* Aim of the exercise *
Select each line below that contains the word "tree" and copy it out. Case counts.

* Data listing *
........

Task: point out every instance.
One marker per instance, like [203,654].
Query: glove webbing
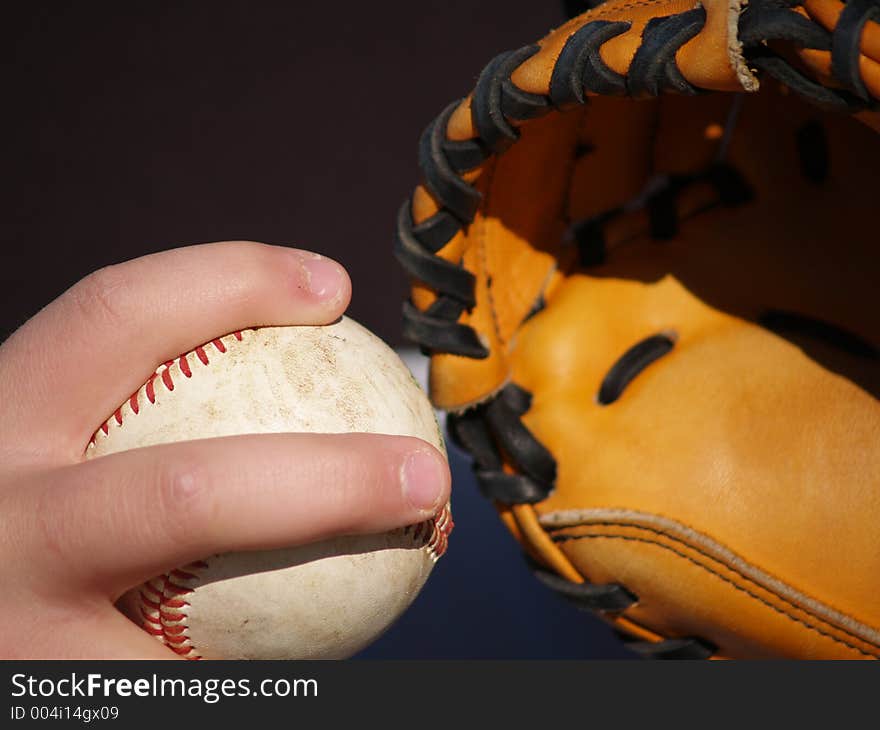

........

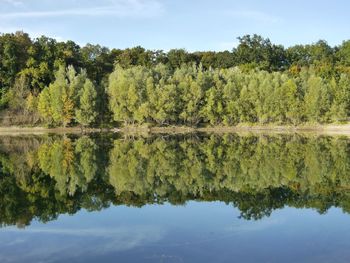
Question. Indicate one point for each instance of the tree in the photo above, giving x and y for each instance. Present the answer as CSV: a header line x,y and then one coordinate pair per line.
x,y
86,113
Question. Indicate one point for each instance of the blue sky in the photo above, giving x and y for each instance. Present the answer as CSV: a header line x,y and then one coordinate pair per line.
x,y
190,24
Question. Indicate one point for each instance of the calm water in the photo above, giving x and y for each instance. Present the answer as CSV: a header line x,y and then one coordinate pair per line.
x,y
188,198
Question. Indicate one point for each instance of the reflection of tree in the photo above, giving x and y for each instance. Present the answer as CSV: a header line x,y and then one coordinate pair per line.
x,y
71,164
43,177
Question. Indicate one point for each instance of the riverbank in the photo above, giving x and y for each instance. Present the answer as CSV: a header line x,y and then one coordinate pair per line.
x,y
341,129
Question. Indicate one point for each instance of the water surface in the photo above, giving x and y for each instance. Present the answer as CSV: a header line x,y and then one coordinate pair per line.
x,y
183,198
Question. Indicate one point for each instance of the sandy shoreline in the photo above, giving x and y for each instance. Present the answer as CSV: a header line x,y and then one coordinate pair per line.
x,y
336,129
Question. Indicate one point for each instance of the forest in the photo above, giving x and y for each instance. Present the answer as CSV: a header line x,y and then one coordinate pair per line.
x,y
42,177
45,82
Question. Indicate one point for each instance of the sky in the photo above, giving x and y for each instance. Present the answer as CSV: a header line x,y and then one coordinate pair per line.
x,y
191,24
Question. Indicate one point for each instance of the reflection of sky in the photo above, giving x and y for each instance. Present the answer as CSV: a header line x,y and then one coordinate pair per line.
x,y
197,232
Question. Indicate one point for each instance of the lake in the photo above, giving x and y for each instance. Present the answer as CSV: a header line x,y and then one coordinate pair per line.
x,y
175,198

........

* Task result *
Question. Indicate one point for each instance of the tree in the photo above, giving x and y for each instance. Present the answer as CSV: a header line x,y and then one coordinate pair per line.
Question. Indicate one point for each instance of the reflection of tree in the photo above, giving x and y for each instance. Present the answer as CSV: a header line x,y and then one coordinate pair per line.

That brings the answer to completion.